Reading text:

Integration of the Climate Impact Assessments with Future Projections

Climate projections are essential in order to extend the case-study impacts and vulnerability assessments to encompass future climate change. Thus climate-model based indicators for the future (to 2050 and for the A1B emissions scenario) are presented for the climate and atmosphere theme (including indices of temperature and precipitation extreme events), together with biogeophysical and socioeconomic indicators encompassing the other case-study themes. For the latter, the specific examples presented here include peri-urban fires, air pollution, human health risks, energy demand, alien marine species and tourism (attractiveness and socio-economic consequences). The primary source of information about future climate is the set of global and regional model simulations performed as part of CIRCE. These have the main novel characteristic of incorporating a realistic representation of the Mediterranean Sea including coupling between sea and atmosphere. These projections are inevitably subject to uncertainties relating to unpredictability, model structural uncertainty and value uncertainty. These uncertainties are addressed by taking a multi-model approach, but problems remain, for example, due to a systematic cold bias in the CIRCE models. In the context of the case-study integrated assessments, there are also uncertainties ‘downstream’ of climate modeling and the construction of climate change projections – largely relating to the modeling of impacts. In addition, there are uncertainties associated with all socio-economic projections used in the case studies – such as population projections. Thus there are uncertainties inherent to all stages of the integrated assessments and it is important to consider all these aspects in the context of adaptation decision making.

Synthesis and the Assessment of Adaptation Measures

The final stage of the CIRCE case-studies integrated assessment involved identification and evaluation of the effectiveness of local and regional adaptation options in collaboration with stakeholders, and in the context of wider national adaptation policies and strategies. This stage provides a synthesis of both the case-study work and the wider CIRCE project since it draws on the case-study indicators for present and future periods together with wider CIRCE work on adaptation options, particularly in the thematic areas of agriculture, forestry and ecosystems, and Mediterranean communities. This synthesis and evaluation links impacts and vulnerability with adaptation, and also benefits strongly from the local stakeholder workshops held towards the end of the project. Lessons learnt and key messages from the CIRCE case studies are presented. While the objectives of the CIRCE case studies have generally been achieved, a number of research gaps and needs remain.

Task instructions:
1) Answer these questions using the text on the CIRCE climate impact assessments:
(a) Which emissions scenario, and up to which year, do the climate-model based indicators for the future use?
(b) What is the main novel characteristic of the global and regional model simulations performed as part of CIRCE?
(c) In collaboration with whom were local and regional adaptation options identified and evaluated?
2) Write a continuation of the text on the CIRCE climate impact assessments, picking up after its final sentence.

Stored records
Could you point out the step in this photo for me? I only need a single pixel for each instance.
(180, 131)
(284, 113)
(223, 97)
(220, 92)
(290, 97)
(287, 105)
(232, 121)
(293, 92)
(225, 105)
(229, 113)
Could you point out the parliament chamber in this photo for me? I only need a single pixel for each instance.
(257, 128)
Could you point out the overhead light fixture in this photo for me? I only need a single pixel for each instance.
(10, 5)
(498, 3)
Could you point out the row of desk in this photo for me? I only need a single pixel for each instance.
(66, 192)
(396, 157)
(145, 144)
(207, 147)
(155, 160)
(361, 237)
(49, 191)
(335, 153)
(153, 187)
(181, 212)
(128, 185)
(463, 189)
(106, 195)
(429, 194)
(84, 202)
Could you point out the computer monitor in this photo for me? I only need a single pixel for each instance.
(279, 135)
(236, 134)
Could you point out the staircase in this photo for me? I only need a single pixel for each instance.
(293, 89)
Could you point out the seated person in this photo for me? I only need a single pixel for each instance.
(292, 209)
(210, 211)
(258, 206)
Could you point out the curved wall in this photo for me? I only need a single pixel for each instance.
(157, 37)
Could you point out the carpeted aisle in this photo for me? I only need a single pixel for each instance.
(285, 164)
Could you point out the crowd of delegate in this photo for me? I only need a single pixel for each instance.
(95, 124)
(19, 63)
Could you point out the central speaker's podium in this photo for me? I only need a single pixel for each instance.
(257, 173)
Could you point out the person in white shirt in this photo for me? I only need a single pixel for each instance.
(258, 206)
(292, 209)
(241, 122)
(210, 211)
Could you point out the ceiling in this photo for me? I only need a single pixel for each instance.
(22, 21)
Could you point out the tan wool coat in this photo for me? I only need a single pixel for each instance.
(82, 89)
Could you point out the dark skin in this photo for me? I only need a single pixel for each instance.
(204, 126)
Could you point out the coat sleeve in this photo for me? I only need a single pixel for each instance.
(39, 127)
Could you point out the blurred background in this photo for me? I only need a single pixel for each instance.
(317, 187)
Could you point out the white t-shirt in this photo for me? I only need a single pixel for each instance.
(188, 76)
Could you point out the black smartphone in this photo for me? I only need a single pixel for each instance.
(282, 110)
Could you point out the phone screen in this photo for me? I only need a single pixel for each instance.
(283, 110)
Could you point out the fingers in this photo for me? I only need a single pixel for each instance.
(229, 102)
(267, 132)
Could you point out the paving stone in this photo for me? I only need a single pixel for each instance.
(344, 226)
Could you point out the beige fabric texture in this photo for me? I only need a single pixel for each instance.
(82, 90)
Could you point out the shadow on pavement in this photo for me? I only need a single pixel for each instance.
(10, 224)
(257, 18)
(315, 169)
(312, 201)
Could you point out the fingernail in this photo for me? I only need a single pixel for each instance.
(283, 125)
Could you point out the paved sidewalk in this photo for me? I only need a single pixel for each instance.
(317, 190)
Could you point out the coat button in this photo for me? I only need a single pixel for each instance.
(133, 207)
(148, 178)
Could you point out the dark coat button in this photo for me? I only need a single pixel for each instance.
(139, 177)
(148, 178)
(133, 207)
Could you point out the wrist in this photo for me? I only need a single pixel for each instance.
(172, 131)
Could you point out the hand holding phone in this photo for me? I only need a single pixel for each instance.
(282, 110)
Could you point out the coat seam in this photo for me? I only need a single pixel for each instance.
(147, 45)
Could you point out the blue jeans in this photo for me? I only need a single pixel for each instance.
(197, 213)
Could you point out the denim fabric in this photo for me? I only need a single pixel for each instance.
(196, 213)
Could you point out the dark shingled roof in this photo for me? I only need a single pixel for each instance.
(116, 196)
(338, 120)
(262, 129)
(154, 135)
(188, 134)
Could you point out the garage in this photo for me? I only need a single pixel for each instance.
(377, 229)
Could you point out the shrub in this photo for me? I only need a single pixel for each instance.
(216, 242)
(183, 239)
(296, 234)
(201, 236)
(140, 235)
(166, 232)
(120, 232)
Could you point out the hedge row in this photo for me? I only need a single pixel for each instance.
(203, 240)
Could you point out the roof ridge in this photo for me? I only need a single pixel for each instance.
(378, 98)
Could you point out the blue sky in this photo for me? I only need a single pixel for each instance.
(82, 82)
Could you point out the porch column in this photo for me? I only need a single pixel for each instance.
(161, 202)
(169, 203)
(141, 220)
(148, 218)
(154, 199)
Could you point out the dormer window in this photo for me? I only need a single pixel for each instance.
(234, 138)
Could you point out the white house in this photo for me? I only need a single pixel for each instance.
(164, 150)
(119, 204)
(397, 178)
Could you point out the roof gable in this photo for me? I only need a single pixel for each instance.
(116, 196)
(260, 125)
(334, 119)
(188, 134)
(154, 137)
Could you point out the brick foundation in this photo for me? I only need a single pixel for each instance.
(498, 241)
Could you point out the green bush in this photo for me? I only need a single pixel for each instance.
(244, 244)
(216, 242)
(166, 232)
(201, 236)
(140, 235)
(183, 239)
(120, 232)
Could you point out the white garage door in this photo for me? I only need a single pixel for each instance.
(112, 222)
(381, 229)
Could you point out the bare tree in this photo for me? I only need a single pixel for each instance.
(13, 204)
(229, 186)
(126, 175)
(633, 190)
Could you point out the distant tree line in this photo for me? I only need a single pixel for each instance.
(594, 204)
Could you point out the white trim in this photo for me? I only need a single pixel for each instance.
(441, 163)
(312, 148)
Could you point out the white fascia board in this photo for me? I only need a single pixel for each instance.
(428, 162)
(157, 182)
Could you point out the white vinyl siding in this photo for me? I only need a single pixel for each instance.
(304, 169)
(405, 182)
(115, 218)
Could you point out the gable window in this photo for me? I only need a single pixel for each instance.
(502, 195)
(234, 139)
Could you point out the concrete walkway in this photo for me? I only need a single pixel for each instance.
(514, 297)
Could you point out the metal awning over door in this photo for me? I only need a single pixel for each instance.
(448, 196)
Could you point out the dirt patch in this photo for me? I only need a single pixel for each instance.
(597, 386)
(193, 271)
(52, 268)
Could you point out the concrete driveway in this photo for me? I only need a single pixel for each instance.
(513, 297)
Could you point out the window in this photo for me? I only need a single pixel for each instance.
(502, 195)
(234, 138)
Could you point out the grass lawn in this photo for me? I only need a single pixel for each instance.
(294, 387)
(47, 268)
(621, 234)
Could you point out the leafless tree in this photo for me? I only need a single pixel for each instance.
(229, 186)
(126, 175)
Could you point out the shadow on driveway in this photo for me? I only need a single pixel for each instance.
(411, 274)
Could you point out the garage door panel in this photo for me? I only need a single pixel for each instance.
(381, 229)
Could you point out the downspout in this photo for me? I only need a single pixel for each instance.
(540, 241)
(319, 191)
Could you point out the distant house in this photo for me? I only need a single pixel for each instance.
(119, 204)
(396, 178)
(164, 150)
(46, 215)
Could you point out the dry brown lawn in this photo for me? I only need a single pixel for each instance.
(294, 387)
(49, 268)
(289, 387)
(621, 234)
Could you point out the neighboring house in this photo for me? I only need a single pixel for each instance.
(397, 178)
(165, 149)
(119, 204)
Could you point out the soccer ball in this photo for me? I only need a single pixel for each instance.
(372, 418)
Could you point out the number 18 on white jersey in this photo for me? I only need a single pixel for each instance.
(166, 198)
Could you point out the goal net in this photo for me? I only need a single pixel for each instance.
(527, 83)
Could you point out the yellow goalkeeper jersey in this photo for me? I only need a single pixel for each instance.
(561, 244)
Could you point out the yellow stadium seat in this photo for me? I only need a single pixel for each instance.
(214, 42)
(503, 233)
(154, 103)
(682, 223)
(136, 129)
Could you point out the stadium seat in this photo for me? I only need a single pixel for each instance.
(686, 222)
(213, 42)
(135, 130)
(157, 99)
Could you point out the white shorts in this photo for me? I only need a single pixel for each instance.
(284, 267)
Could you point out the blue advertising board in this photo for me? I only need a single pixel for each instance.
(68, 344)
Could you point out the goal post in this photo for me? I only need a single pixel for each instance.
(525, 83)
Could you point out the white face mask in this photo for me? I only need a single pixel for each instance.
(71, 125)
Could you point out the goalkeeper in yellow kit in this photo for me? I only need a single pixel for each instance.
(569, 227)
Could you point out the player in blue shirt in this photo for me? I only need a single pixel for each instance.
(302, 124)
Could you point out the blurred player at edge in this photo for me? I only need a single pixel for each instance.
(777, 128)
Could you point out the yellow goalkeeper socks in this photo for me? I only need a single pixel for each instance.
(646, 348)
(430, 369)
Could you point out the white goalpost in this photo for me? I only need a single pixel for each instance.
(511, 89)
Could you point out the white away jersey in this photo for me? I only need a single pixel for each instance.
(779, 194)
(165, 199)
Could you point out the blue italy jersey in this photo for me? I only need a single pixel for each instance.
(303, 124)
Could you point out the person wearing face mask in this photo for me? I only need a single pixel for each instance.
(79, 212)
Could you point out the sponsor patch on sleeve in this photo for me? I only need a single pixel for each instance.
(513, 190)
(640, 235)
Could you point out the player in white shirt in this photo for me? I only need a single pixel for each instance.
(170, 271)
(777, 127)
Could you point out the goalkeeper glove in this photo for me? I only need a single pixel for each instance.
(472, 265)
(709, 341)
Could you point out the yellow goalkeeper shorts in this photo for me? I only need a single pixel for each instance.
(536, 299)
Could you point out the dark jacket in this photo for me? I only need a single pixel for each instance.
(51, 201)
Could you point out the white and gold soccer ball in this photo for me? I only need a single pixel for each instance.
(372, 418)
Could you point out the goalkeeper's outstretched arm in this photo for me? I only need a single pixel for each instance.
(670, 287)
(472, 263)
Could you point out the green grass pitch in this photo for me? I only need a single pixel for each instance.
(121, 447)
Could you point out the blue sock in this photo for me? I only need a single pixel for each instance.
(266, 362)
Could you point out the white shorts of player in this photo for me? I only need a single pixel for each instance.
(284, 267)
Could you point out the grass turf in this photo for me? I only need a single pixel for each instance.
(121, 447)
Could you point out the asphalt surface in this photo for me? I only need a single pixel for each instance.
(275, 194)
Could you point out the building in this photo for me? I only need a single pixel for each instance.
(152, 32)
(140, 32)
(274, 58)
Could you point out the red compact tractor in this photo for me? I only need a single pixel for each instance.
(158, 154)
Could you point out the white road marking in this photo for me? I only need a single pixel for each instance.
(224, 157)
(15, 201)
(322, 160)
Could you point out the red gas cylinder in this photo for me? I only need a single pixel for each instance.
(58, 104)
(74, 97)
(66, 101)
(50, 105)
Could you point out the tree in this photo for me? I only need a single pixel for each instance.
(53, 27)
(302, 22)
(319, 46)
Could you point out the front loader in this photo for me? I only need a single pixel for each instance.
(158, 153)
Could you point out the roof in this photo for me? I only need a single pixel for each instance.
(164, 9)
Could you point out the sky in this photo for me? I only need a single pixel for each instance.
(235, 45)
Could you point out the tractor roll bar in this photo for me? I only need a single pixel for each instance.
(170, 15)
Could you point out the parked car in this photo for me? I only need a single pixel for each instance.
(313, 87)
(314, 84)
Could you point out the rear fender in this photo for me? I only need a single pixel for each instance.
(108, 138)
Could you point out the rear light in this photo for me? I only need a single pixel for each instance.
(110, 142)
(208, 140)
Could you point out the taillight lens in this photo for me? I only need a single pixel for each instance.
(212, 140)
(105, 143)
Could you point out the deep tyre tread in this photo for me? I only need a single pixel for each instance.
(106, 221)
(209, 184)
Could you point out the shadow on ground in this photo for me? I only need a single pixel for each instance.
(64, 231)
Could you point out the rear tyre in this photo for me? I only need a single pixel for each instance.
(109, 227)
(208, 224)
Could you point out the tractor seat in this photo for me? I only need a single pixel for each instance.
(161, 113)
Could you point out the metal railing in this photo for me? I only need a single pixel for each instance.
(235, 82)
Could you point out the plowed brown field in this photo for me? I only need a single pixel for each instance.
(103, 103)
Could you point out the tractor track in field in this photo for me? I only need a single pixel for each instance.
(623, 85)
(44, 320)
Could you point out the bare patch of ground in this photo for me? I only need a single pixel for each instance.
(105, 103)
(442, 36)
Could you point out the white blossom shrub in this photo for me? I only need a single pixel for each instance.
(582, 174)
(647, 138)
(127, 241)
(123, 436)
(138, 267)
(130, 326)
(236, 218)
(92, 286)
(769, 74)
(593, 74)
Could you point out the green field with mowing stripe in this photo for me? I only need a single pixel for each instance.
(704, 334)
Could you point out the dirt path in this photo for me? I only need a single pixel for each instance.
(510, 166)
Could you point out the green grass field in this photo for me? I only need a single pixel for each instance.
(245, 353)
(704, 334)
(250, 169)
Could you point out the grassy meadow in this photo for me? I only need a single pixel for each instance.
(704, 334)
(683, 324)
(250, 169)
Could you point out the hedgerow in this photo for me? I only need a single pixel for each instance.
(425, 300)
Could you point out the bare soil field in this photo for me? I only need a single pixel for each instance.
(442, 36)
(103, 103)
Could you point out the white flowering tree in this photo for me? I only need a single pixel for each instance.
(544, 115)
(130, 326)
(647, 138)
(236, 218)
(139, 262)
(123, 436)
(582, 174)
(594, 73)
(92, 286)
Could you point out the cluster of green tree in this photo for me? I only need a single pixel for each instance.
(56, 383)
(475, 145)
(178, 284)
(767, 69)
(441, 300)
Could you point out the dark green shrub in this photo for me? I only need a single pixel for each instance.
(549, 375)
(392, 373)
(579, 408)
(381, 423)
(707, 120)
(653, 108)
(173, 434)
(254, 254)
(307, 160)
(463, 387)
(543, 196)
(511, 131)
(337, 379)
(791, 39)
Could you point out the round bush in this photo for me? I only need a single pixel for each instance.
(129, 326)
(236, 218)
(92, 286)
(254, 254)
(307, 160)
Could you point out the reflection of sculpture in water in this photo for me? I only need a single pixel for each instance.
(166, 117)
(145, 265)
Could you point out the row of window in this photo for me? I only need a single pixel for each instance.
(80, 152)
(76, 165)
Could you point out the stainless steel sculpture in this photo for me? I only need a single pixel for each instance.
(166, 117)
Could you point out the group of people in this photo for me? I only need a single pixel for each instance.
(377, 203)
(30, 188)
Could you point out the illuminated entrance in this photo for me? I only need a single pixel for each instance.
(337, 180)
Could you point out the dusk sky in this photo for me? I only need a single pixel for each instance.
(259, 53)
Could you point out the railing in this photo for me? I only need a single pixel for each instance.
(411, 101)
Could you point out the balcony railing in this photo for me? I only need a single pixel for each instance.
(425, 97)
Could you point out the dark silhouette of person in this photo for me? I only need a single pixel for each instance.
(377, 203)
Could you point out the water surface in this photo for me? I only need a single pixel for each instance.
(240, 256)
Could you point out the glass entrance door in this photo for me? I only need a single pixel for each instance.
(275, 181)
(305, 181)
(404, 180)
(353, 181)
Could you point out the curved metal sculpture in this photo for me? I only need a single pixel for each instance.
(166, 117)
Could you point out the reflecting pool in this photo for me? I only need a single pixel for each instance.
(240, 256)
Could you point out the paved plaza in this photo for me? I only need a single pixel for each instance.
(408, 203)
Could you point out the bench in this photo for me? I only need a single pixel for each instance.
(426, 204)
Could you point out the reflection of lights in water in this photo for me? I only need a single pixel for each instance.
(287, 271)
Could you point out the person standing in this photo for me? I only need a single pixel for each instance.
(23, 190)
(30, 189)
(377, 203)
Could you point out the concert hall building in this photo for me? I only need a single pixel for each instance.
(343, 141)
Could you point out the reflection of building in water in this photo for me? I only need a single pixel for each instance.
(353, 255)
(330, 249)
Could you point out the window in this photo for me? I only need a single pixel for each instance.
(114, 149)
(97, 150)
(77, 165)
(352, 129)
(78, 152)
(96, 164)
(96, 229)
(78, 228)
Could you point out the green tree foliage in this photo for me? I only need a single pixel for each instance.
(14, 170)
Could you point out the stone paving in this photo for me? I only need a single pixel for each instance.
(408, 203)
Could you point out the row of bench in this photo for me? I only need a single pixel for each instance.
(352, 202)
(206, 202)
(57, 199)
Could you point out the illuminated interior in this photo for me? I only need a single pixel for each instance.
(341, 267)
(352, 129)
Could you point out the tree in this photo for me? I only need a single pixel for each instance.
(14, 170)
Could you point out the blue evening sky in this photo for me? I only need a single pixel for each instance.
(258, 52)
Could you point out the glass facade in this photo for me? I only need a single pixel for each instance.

Task responses:
1)
(a) The A1B emissions scenario, to 2050.
(b) They incorporate a realistic representation of the Mediterranean Sea, including coupling between sea and atmosphere.
(c) With stakeholders.

2)
Physical and Socio-economic Indicators

A set of physical and social indicators relevant to each Mediterranean case study has been developed within the context of the CIRCE case studies integrating framework. This framework approach provides a systematic means of structuring indicator selection and helps to provide a scientific basis for the assessment of climate-related impacts and vulnerability. A detailed set of criteria was developed to select and refine indicators through an iterative process of review and consultation. Indicators represent key issues related to climate variability and change for each of the case-study locations. Seven key indicator themes are identified: climate and atmosphere; marine and coastal systems; terrestrial ecosystems and biodiversity; freshwater systems; agriculture and forestry; human health and well being; and, the economy. A number of core indicators are common to all case studies (for identifying common/disparate trends), others are common across generic case studies (urban, rural, coastal), and some are case-study specific. Data and methodological challenges in the indicator assessment included: data availability and quality limitations; distinguishing impacts from vulnerabilities, and climate from non-climate influences; and, identifying thresholds and coping ranges. Despite these difficulties, the selected set of indicators proved a useful and accessible tool for monitoring trends and portraying key information to regional stakeholders.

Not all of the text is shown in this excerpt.